[EXTRAIT DU TEXTE]
******

Rembobinez #1

Le masque de la mort rouge (1964) de Roger Corman

Confinement neurasthénique

En des temps mortifères, il est des façons plus agréables que d’autres d’appréhender les épreuves. Faire face aux problèmes ou détourner le regard, voilà la dichotomie auquel nous sommes confrontés régulièrement. Mais il existe une troisième voie, celle qui réconcilie les deux autres. Cette voie emprunte un chemin bien particulier, celui de l’art. Car si l’Homme a créé l’art – ou l’inverse – c’est autant pour se divertir que s’interroger sur sa propre place dans les cieux, sur terre et dans nos sociétés. Parfois, pour sonder nos interrogations on plonge dans les peintures, dans les livres, dans les films afin d’espérer trouver ne serait-ce qu’une petite part de réponse à nos interrogations.

Alors, quand les stades se sont emballés et ont défilé au nombre d’un, deux et trois ; quand le confinement lié au Coronavirus a été déclenché ; quand les polémiques ont succédé, au lieu de se pencher à son balcon pour observer, je me suis installé sur mon divan et ait lancé Le Masque de la Mort Rouge de Roger Corman. Bien loin de n’être qu’une énième adaptation d’Edgar Allan Poe, c’est l’adaptation. Celle qui réussit à peu près là ou toutes les autres échouent puisque Roger Corman arrive à y insuffler une touche d’humanité qui manque parfois cruellement chez notre cher Poe.

******

[EXTRAITS DES LIGNES]
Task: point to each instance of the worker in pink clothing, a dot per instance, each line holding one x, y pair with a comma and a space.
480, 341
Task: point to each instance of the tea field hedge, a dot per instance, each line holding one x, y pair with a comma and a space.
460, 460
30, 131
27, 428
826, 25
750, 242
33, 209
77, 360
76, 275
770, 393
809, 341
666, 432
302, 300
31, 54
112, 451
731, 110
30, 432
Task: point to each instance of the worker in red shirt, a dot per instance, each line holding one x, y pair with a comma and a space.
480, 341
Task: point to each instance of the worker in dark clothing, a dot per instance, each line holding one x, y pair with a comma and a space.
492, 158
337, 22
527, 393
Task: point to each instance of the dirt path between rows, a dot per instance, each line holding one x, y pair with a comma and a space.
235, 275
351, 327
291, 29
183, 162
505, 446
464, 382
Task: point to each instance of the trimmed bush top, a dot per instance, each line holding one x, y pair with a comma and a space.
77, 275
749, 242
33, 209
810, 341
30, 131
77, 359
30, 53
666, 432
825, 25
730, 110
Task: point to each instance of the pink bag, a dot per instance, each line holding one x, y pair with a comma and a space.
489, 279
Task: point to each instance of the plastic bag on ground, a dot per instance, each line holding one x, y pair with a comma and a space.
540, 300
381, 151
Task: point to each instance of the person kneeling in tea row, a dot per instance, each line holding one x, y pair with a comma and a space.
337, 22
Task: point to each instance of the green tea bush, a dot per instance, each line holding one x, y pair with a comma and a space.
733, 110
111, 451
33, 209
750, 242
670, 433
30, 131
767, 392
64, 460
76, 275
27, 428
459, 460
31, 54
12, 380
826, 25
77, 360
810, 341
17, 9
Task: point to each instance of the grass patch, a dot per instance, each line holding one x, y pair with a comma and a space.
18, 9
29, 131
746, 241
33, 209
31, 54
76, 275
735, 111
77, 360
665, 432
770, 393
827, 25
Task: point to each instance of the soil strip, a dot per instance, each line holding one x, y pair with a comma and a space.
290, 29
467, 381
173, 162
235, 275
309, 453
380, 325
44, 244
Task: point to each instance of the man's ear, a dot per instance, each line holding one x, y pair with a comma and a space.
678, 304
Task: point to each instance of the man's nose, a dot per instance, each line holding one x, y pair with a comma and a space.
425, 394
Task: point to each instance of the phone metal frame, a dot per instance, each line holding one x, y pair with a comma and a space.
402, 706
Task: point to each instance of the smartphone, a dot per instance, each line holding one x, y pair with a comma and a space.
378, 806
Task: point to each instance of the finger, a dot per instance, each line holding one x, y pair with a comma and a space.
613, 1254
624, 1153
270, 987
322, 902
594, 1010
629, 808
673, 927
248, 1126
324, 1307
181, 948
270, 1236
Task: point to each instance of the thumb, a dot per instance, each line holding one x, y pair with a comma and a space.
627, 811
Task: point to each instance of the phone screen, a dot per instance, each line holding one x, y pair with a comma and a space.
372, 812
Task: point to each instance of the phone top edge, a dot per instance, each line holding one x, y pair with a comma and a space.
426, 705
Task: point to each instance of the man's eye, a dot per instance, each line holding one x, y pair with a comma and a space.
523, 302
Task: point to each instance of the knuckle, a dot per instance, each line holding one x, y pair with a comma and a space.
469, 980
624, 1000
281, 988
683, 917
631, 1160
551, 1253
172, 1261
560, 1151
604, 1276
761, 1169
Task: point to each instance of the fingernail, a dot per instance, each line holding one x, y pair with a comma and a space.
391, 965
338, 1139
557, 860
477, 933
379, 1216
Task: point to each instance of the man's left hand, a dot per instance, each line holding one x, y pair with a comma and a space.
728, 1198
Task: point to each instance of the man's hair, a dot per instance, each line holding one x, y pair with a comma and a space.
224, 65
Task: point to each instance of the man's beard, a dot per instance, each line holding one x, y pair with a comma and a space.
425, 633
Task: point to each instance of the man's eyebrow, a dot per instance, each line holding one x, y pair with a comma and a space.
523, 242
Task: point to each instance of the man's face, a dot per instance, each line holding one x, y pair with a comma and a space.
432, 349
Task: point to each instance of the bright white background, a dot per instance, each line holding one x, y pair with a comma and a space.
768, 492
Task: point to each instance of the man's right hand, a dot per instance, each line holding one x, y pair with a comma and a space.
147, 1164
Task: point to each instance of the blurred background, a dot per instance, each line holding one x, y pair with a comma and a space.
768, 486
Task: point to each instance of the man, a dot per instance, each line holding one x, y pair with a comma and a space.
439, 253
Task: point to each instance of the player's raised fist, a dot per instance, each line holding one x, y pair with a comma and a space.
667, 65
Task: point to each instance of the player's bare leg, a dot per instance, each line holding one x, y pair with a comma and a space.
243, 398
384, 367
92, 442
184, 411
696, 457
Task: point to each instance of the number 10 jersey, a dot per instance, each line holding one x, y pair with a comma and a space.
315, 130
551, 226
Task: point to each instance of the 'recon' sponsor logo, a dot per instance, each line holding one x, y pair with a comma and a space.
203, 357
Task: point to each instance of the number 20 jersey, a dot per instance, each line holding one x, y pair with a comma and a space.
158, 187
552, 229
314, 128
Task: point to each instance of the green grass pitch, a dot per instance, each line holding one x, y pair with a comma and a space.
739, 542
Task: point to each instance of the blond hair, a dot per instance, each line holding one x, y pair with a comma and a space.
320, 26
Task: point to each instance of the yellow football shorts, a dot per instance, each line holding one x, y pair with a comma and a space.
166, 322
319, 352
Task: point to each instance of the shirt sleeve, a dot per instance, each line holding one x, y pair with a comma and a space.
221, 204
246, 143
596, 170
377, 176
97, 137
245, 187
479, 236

******

[CONSIGNE A] D'après le texte sur Le Masque de la Mort Rouge, en quelle année le film de Roger Corman est-il sorti ?
[CONSIGNE B] Rédigez la suite du texte sur Le Masque de la Mort Rouge à partir de sa dernière phrase.

[RÉPONSE RÉDIGÉE A] Le film est sorti en 1964.

[RÉPONSE RÉDIGÉE B]
Vincent Price incarne Prospéro dans le film, un noble arrogant et cruel qui malmène les villageois, alors même que la peste frappe à sa porte. Pour éloigner la mort, ne plus y penser, il se cloitre alors dans son domaine, avec d’autres nobles, organisant des fêtes aux allures grand-guignolesques et laissant les villageois mourir chez eux, un à un. Prospéro pensait le divertissement salvateur pour lui et ses convives, mais rapidement il se rend compte que la mort, incarnée par la peste n’a que faire des apparats, des bijoux et de l’or. Elle touche tout un chacun, noble ou villageois, riche ou pauvre. Alors, dans une esthétique gothique saturée de rouge écarlate qui inspirera plus tard les giallos, les hommes meurent pour laisser place aux cavaliers de l’apocalypse.

Peu réjouissant au vu des évènements et moins efficace qu’un dîner mondain pour se changer les idées, le film n’en demeure pas moins un singulier prisme par lequel observer notre situation actuelle. Confinés entre quatre murs, c’est bien la seule chose à faire, de toute façon. Enfin, quand on en a la chance. Voyez-vous, ce virus est plus vicieux que virulent. Moins égalitaire que la Mort Rouge, il s’attaque avec davantage d’acharnement sur des générations plutôt que d’autres. Mais surtout, selon le gouvernement, certains visiblement ne risquent rien à travailler quand d’autres sont confinés.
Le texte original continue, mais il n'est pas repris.